TASKS:
(a) Reproduce the section of the Matisse exhibition review starting with "As the physical" and going on through "abstract natural forms.".
(b) Summarize the Matisse exhibition review in two sentences.

Matisse: Works to Know by Heart @ Tate Liverpool

Review by Sacha Waldron | 04 Feb 2016

As the physical effects of age take hold, an artist’s work must necessarily shift and change accordingly. In 1914, at the age of 72, Henri Matisse underwent cancer surgery and was forced to spend the majority of his time in a wheelchair or confined to his bed. Primarily a painter and sculptor, he began to make collages or ‘cut-outs,’ directing his assistants in the assemblage of often large-scale works. Matisse cut and tore the paper and had his assistants arrange the pieces on the wall or floor before being stuck down. His works from this renaissance period beam with colour and abstract natural forms.

One of these, The Snail (1953), is the largest of Matisse’s cut-outs and the focal point for the current exhibition at Tate Liverpool. Measuring three square metres, The Snail was completed just a year before the artist’s death. Red, blue, green and yellow squares tumble around inside the orange lozenge-coloured border. Yes, it is the snail, but it is also flags waving or a washing line, or feast-day dancers forming a circle.

Due to the radically different style and colour palatte of The Snail, the Tate exhibition is split into two loose kinds of exhibition agenda. The first is to highlight the fact that, due to its delicate state, The Snail probably won’t be shown again outside London. In 2014/15 it was included in the blockbuster Matisse: The Cut-Outs at Tate Modern and MoMA, New York. This is definitely the farewell tour and an important moment when a key part of the Matisse narrative will be missing from future international exhibitions.

The second strand is to highlight the development of style and subject matter in Matisse’s work, especially in his depiction of ‘the figure’ as he moved through his career and on to his cut-out work. Eighty other Matisse works in painting, drawing and sculpture dating from 1899 are on view, many from the Tate’s own collection. This includes early works, such as the Impressionist colouring of the portrait of André Derain (1905), and on to Gauguin tropicality in Trivaux Pond (1916/17) and Bloomsbury-powdered The Inattentive Reader (1919).

DATASET CONTENT:
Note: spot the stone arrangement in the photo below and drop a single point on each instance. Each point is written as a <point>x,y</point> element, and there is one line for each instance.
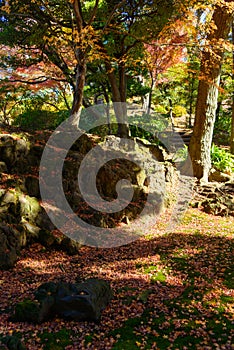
<point>78,301</point>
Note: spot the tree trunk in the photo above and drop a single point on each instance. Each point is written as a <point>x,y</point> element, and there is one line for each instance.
<point>200,144</point>
<point>149,95</point>
<point>232,124</point>
<point>119,99</point>
<point>79,89</point>
<point>232,130</point>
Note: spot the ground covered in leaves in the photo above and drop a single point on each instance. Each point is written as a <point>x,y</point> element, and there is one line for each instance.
<point>172,290</point>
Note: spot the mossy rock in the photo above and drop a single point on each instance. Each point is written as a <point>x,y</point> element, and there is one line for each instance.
<point>27,310</point>
<point>12,342</point>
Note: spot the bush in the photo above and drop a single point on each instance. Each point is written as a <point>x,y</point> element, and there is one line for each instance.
<point>179,111</point>
<point>40,119</point>
<point>221,159</point>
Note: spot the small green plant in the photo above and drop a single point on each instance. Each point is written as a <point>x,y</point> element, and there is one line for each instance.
<point>221,159</point>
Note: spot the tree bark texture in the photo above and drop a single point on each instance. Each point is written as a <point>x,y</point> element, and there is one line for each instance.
<point>200,144</point>
<point>118,89</point>
<point>232,123</point>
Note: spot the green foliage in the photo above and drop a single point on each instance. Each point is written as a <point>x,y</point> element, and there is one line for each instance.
<point>222,127</point>
<point>179,111</point>
<point>221,159</point>
<point>40,119</point>
<point>56,341</point>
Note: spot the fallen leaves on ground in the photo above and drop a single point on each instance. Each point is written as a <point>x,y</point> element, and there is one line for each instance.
<point>172,290</point>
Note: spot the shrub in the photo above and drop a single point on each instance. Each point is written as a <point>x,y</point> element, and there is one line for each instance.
<point>221,159</point>
<point>40,119</point>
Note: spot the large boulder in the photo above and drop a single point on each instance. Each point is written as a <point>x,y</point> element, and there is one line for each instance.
<point>10,242</point>
<point>78,301</point>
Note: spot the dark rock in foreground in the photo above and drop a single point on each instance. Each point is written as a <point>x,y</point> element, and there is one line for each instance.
<point>79,301</point>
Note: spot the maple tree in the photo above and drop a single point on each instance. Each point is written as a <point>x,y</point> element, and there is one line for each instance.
<point>68,34</point>
<point>165,52</point>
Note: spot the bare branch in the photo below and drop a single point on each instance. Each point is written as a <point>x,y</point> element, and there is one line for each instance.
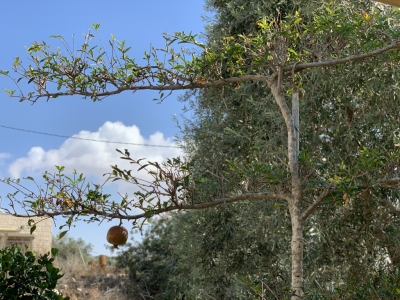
<point>221,201</point>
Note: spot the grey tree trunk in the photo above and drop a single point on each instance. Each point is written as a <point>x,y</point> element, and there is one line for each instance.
<point>294,204</point>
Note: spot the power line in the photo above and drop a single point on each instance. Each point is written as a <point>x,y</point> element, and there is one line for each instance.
<point>92,140</point>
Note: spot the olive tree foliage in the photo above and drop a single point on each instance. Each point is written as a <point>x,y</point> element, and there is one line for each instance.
<point>333,54</point>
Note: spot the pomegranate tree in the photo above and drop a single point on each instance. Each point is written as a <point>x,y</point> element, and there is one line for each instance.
<point>117,236</point>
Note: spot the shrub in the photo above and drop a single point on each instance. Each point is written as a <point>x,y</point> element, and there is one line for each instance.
<point>25,276</point>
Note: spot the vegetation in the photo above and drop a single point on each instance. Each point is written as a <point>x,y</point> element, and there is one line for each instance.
<point>294,141</point>
<point>73,249</point>
<point>23,275</point>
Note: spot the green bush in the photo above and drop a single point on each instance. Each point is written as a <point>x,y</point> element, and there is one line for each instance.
<point>25,276</point>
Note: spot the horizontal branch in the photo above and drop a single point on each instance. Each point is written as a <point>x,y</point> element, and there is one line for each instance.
<point>221,201</point>
<point>170,87</point>
<point>392,182</point>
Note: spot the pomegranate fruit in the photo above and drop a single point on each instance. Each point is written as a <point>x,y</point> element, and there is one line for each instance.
<point>117,236</point>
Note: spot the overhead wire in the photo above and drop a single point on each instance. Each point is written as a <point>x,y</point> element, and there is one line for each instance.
<point>85,139</point>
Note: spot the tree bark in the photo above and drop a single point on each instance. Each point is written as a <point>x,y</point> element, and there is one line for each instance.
<point>296,193</point>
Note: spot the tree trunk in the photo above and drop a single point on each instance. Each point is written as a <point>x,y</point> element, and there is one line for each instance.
<point>294,204</point>
<point>297,249</point>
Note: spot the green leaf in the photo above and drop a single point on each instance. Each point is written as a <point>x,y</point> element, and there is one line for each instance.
<point>61,234</point>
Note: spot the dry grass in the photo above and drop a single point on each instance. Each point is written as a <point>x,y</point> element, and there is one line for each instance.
<point>87,282</point>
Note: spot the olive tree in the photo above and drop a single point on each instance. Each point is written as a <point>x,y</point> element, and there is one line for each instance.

ANSWERS GIVEN:
(a)
As the physical effects of age take hold, an artist’s work must necessarily shift and change accordingly. In 1914, at the age of 72, Henri Matisse underwent cancer surgery and was forced to spend the majority of his time in a wheelchair or confined to his bed. Primarily a painter and sculptor, he began to make collages or ‘cut-outs,’ directing his assistants in the assemblage of often large-scale works. Matisse cut and tore the paper and had his assistants arrange the pieces on the wall or floor before being stuck down. His works from this renaissance period beam with colour and abstract natural forms.

(b) After cancer surgery left him largely confined to a wheelchair or bed, Matisse, primarily a painter and sculptor, began making colorful cut-outs that his assistants arranged under his direction. The Tate Liverpool exhibition centers on The Snail (1953), his largest cut-out, which probably won't be shown again outside London, and also includes eighty other works from 1899 onward that trace how his style and his depiction of the figure developed.